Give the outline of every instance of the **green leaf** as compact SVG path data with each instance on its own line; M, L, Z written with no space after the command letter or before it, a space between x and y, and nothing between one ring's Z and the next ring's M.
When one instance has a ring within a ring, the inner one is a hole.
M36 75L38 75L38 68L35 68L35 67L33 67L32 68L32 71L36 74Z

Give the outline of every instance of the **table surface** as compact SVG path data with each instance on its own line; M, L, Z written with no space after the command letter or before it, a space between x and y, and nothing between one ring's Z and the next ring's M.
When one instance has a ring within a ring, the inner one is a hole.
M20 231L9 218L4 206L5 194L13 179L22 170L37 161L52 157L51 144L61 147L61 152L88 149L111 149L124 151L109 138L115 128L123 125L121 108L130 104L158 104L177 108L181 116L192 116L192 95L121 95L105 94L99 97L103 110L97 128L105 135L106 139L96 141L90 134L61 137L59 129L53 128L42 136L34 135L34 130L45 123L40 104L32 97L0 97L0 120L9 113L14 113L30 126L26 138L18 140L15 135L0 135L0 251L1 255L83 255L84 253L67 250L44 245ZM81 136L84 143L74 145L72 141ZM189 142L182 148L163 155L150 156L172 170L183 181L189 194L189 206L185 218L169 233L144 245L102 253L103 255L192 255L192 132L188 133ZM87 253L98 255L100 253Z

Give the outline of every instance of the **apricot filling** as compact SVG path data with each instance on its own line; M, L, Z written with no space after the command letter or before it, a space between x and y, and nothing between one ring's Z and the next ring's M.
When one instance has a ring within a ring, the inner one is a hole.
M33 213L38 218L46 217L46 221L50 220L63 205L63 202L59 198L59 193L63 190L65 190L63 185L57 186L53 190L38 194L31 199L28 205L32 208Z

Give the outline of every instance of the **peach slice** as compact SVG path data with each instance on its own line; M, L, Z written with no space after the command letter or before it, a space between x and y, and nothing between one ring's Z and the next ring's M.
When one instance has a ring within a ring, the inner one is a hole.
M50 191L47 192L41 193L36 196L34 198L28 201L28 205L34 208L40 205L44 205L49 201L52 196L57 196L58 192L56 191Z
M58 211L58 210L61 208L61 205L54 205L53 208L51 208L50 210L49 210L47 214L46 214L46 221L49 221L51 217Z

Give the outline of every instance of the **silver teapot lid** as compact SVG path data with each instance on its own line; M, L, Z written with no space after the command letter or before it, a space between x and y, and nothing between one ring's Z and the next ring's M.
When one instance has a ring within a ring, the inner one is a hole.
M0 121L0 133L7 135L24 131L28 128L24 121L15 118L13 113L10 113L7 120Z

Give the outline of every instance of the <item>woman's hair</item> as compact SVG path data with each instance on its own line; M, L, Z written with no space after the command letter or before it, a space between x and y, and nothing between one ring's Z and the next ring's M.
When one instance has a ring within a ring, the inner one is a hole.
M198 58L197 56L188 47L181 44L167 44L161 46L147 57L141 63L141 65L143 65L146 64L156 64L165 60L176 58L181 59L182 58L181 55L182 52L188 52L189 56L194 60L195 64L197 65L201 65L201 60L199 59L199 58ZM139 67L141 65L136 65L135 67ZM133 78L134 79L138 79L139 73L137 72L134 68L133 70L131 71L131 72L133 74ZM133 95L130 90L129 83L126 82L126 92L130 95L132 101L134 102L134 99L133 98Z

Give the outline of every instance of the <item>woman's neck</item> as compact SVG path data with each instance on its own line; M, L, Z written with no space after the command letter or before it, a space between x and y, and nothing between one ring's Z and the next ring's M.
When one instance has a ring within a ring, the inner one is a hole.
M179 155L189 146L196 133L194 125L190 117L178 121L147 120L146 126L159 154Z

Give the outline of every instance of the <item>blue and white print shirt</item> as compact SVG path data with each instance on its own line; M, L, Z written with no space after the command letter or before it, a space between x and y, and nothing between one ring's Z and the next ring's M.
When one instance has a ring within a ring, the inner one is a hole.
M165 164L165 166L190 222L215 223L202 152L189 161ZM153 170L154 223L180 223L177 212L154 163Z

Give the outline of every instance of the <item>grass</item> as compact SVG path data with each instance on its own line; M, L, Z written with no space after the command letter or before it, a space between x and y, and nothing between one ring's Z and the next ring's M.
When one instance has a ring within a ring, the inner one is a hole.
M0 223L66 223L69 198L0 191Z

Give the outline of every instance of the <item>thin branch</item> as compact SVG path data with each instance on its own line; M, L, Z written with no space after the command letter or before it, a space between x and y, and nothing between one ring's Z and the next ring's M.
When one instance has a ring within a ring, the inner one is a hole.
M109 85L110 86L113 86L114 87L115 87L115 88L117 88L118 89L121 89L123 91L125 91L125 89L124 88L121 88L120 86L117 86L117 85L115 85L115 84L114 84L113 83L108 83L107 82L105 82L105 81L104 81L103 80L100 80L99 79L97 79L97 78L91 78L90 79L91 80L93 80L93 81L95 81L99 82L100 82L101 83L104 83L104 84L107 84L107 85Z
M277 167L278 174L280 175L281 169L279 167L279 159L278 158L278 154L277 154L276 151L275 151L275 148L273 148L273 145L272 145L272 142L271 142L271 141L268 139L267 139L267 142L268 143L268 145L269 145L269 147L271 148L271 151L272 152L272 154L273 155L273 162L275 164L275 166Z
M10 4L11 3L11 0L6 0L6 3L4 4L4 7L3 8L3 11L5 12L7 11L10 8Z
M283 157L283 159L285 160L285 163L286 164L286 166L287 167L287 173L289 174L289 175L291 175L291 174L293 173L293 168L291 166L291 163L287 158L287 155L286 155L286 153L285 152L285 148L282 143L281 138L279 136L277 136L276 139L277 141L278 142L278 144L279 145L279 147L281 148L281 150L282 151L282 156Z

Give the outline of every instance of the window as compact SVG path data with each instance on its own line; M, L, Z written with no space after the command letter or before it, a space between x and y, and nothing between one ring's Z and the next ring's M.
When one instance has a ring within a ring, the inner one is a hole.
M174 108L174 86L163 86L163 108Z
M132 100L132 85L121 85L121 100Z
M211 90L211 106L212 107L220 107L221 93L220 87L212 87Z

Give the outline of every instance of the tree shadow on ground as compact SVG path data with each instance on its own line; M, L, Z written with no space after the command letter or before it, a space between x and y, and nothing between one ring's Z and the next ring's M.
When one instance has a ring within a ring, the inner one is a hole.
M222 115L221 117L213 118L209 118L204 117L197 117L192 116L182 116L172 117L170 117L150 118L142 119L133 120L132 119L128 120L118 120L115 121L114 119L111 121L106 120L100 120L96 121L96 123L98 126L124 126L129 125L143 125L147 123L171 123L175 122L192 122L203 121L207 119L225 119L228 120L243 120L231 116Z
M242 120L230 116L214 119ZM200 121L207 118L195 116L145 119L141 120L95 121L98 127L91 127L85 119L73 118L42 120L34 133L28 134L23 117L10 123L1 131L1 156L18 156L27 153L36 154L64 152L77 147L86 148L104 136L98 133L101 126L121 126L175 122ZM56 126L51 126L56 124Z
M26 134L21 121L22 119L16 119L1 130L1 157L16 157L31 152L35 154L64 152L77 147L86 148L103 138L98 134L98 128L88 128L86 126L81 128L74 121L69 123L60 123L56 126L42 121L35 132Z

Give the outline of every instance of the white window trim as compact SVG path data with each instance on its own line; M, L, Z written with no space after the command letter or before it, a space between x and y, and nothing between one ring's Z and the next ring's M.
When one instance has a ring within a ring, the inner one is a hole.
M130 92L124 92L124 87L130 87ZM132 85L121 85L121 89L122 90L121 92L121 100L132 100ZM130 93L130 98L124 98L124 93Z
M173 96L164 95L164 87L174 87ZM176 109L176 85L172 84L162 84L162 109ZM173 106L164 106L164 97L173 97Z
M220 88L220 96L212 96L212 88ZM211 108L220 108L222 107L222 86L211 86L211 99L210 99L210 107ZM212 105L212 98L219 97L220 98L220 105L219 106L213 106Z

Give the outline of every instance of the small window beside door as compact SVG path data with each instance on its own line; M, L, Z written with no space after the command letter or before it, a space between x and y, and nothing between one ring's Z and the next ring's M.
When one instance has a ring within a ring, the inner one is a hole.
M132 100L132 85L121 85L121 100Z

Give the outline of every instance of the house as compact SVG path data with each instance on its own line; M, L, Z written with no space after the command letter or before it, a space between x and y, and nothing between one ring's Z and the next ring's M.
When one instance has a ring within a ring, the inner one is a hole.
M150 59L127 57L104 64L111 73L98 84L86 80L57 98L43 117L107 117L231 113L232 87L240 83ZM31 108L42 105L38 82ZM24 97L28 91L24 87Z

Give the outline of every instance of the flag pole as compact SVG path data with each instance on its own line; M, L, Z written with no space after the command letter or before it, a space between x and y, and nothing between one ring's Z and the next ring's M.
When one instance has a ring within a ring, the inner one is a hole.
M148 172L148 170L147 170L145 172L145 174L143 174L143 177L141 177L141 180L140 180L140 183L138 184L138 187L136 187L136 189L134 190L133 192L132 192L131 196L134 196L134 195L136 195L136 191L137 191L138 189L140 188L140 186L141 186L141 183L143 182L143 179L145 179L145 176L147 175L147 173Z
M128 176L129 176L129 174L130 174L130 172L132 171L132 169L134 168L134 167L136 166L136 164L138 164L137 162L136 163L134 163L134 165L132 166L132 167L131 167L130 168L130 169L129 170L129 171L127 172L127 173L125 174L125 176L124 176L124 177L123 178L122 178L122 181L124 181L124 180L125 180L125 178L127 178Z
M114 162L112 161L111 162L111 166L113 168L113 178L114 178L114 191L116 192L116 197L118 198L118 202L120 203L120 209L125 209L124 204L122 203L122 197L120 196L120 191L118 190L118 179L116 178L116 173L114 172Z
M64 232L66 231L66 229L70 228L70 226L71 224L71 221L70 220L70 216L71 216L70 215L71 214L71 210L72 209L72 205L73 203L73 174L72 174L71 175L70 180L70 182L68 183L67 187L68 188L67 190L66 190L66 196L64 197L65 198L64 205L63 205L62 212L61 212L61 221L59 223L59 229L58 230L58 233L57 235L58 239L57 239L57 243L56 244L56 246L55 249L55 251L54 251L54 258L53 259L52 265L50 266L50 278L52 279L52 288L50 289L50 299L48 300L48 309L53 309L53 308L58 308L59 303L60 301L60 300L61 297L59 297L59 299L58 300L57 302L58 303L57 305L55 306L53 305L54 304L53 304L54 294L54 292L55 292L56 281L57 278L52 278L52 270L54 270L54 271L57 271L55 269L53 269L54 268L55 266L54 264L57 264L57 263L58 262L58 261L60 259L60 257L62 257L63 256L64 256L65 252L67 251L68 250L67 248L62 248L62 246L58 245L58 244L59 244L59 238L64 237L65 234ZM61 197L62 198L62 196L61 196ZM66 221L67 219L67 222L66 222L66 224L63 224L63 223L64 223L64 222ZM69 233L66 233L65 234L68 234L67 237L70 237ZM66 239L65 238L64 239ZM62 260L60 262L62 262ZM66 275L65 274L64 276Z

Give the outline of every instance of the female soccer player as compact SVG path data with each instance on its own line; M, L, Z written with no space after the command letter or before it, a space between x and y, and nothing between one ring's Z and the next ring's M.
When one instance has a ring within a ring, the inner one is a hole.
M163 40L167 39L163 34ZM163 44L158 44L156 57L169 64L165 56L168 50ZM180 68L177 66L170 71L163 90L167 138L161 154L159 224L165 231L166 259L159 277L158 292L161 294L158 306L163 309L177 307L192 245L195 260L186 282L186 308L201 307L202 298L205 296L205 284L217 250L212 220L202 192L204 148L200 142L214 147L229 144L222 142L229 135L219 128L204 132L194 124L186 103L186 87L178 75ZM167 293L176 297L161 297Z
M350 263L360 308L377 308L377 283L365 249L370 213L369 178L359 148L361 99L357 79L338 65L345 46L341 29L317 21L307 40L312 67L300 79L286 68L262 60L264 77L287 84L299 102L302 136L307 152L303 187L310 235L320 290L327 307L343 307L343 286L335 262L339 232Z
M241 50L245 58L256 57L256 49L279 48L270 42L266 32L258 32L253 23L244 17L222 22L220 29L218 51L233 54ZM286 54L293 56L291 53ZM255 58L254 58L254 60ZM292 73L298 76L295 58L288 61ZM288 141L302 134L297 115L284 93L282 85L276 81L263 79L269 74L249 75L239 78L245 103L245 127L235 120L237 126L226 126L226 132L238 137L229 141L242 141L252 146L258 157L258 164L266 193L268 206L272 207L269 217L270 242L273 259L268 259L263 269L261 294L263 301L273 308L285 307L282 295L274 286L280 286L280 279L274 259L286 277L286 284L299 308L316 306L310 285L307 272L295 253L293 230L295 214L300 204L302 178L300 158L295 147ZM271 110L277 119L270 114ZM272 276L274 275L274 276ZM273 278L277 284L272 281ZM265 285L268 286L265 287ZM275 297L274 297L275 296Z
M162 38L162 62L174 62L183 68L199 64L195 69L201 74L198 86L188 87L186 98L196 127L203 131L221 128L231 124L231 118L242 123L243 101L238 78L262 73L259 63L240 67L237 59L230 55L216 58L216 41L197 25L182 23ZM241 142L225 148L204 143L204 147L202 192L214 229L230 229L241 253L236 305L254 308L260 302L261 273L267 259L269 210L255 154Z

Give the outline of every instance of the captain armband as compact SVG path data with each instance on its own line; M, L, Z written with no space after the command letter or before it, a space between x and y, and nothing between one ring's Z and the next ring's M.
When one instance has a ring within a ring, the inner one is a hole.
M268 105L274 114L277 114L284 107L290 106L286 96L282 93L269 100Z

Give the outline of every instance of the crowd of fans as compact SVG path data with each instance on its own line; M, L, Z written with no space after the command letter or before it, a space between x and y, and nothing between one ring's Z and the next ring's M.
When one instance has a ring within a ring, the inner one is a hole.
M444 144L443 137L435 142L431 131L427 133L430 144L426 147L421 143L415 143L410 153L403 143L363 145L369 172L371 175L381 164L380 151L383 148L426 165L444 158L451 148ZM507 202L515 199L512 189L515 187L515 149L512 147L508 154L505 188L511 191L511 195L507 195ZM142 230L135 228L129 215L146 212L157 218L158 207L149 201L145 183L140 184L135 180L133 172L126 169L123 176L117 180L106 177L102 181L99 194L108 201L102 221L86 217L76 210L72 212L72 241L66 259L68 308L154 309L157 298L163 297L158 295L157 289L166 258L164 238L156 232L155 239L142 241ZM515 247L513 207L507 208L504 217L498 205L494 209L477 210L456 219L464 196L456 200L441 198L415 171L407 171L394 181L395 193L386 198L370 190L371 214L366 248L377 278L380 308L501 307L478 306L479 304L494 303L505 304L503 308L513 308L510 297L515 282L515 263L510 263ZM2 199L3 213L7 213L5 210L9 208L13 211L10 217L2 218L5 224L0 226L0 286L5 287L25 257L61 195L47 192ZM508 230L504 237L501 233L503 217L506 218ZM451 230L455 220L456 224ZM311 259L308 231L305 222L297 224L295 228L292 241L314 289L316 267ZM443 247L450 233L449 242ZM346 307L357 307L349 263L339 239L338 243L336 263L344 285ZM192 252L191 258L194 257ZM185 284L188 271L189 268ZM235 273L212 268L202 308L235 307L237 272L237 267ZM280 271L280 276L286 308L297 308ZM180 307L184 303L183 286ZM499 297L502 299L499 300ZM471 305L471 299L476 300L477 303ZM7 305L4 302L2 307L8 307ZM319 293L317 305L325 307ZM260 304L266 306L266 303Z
##############################
**What to do**
Convert the records into a Markdown table with the columns Row and Line Text. Begin at the first line of the records, stop after the line that contains "M36 75L38 75L38", and omit blank lines.

**Task output**
| Row | Line Text |
|---|---|
| 1 | Give the outline of every instance of the **green leaf** as compact SVG path data with each instance on its own line; M, L, Z written with no space after the command letter or before it, a space between x and y, and nothing between one ring's Z and the next ring's M. |
| 2 | When one instance has a ring within a ring, the inner one is a hole. |
| 3 | M36 75L38 75L38 68L35 68L35 67L33 67L32 68L32 71L36 74Z |